What you are asked to do: Look below for the line containing "Target: blue police uniform"; from there through the line containing "Target: dry yellow grass", both lines included, please set down each line exactly and nothing else.

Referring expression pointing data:
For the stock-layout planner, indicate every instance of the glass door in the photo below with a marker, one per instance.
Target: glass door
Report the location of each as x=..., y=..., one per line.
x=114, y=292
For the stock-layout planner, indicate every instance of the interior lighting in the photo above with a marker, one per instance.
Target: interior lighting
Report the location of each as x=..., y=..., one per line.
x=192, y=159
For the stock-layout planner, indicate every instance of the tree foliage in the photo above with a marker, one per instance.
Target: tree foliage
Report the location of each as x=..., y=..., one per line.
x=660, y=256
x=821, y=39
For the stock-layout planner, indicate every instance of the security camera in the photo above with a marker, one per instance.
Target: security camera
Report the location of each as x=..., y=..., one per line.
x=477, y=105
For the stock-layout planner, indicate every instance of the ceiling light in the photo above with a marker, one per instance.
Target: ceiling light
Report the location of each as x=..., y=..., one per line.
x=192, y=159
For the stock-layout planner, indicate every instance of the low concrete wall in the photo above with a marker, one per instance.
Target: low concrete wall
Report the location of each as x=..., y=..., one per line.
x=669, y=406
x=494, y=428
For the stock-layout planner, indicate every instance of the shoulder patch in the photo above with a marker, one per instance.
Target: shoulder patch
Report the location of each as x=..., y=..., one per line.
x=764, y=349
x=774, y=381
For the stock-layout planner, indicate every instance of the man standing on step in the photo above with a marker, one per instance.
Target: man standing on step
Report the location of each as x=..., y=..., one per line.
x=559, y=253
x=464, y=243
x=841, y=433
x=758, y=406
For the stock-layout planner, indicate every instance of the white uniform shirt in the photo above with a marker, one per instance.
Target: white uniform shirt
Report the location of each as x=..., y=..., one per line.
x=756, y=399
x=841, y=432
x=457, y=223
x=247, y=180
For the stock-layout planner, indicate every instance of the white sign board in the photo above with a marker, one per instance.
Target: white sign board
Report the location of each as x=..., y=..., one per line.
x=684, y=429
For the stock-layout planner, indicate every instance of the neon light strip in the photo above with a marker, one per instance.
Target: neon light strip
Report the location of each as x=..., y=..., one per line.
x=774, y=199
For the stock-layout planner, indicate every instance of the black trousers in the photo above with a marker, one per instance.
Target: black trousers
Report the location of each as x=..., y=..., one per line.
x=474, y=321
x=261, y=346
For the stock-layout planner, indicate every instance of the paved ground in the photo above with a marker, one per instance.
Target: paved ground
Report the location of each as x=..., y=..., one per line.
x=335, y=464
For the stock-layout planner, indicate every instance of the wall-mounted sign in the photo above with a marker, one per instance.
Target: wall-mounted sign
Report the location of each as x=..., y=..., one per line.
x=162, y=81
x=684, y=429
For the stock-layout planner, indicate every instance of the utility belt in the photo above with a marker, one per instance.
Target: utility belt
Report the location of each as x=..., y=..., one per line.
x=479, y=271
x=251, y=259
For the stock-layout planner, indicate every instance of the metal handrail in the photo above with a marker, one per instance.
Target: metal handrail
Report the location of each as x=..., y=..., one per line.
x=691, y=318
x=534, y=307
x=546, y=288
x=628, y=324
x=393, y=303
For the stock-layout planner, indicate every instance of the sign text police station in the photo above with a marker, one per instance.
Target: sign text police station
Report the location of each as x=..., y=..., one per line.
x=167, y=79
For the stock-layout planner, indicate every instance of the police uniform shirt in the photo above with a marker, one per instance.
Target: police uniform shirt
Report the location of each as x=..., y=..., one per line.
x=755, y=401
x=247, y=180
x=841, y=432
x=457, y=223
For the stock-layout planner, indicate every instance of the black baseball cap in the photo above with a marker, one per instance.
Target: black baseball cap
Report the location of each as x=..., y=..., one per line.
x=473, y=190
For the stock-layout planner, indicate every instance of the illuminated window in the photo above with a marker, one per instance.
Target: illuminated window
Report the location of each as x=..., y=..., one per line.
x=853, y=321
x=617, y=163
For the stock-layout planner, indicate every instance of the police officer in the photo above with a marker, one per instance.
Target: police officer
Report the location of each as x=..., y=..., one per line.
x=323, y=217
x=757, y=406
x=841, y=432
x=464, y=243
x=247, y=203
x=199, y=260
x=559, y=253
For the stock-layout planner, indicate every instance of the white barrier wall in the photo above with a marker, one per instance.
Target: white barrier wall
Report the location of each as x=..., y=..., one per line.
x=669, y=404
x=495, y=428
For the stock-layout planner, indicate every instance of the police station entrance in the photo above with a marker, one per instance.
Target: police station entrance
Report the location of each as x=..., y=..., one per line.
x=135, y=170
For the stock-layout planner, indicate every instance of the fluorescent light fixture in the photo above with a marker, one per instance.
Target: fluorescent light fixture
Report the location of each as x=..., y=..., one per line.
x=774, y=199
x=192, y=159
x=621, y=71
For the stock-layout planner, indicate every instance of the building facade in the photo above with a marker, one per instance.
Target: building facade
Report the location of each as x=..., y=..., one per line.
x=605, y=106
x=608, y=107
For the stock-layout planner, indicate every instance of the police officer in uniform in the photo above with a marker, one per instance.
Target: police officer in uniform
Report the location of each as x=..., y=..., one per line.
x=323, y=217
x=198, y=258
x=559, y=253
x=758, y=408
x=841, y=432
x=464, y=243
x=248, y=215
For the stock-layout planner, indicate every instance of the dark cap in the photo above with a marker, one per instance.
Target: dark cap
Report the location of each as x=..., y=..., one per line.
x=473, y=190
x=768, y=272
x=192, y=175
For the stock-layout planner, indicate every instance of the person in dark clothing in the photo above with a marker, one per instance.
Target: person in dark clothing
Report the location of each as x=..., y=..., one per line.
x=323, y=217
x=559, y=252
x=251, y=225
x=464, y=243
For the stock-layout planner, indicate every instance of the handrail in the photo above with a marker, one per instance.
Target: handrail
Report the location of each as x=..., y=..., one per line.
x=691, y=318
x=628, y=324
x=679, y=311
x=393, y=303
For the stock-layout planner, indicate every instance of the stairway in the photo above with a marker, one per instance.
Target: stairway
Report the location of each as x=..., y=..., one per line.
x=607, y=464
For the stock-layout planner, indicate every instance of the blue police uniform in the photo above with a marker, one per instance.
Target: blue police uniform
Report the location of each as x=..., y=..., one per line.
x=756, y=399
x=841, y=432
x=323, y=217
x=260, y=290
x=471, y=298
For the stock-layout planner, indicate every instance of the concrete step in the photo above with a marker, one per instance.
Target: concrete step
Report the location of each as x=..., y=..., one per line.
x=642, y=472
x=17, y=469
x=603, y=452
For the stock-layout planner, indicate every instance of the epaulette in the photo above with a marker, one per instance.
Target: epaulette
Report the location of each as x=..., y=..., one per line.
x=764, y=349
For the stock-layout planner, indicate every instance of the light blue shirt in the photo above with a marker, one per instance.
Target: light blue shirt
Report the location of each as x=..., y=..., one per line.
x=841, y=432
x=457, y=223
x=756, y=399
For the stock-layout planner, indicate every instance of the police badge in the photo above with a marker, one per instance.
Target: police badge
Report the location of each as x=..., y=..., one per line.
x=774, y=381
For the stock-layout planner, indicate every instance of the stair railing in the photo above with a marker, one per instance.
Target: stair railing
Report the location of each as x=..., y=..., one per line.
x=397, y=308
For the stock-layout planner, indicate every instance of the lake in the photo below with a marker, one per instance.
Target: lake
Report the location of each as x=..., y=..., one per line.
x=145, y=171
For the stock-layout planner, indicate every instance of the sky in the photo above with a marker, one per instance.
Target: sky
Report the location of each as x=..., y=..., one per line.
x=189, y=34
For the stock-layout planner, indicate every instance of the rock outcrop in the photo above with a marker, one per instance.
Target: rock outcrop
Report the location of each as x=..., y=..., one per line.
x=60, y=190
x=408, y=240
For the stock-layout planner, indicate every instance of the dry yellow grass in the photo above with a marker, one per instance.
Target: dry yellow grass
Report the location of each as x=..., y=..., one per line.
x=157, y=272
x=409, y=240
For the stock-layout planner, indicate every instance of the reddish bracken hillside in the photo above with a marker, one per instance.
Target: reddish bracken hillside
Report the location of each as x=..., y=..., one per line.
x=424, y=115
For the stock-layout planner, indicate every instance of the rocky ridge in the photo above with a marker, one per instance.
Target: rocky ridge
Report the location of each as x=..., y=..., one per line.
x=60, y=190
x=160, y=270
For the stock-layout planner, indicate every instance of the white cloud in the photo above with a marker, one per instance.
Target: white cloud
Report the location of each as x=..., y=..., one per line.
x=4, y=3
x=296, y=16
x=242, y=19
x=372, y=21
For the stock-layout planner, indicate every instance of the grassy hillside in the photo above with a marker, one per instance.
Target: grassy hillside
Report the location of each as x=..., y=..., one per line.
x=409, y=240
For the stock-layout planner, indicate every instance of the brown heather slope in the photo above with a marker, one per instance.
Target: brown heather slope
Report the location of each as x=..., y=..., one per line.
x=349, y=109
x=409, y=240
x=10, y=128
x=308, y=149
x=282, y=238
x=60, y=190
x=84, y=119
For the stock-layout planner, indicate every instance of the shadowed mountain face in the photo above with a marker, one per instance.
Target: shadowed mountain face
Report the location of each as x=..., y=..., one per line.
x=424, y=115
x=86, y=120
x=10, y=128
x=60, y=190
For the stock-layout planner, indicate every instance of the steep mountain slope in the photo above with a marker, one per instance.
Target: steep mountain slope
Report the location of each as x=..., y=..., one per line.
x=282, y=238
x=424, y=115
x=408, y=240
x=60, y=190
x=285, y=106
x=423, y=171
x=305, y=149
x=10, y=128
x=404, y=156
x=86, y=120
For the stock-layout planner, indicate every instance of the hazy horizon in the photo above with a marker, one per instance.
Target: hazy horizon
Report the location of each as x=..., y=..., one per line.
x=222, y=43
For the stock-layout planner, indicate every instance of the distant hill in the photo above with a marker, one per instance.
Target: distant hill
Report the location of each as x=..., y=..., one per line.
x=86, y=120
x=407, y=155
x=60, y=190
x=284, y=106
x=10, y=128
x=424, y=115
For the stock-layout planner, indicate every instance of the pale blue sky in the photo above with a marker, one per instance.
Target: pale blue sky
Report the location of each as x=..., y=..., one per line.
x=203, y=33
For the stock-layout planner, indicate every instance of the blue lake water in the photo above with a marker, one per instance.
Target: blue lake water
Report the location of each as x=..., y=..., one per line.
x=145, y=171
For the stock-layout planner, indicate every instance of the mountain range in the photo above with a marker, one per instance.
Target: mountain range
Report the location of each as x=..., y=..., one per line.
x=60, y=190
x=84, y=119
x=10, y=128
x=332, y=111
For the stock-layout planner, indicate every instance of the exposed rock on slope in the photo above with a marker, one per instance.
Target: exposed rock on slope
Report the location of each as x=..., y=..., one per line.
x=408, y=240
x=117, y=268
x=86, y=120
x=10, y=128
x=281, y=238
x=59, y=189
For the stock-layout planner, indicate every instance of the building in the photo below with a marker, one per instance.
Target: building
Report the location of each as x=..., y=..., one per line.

Result for this task:
Target: blue police uniform
Report the location of each as x=..., y=..., one per line.
x=756, y=399
x=841, y=432
x=323, y=217
x=260, y=290
x=471, y=298
For the stock-layout planner, indicate every instance of the concrete step in the photo above with a marker, one per instance.
Target: concrete step
Report the location of each as x=..., y=..., one per line.
x=642, y=472
x=17, y=469
x=603, y=452
For the stock-layout planner, indicate every instance of the epaulette in the photo above with a marker, one per instance.
Target: epaulette
Report the location of each as x=..., y=..., one per line.
x=764, y=349
For the stock-layout planner, indicate every instance of the light blue shirt in the photo above with a marker, one per instance.
Target: light blue shirt
Report the location of each as x=..., y=..., one per line.
x=841, y=432
x=457, y=223
x=756, y=399
For the stock-layout planner, indicate every instance of the police badge in the photo above with a marker, one per instance.
Target: police badge
Report the location of each as x=..., y=..., one per line.
x=774, y=381
For the stock-layout planner, indicate every instance of the stair railing in the photo above with a marker, one per instance.
Target: stair railing
Report the location of each as x=..., y=..., one per line.
x=397, y=308
For the stock-layout planner, indicate every instance of the lake in the photo below with a marker, one per instance.
Target: lake
Report the location of each as x=..., y=..., one per line.
x=145, y=171
For the stock-layout planner, indicate every instance of the sky in the photo above with a marker, one per instance.
Target: sky
Report the location of each as x=..., y=..., one per line.
x=189, y=34
For the stock-layout planner, indicate every instance of the rock outcrop in the photo above with a marker, one per instance.
Target: rock outcrop
Report the location of each as x=..., y=..., one per line.
x=60, y=190
x=408, y=240
For the stock-layout planner, indicate every instance of the dry yellow grass in the photo above with a marker, one per instance.
Target: dry yellow grass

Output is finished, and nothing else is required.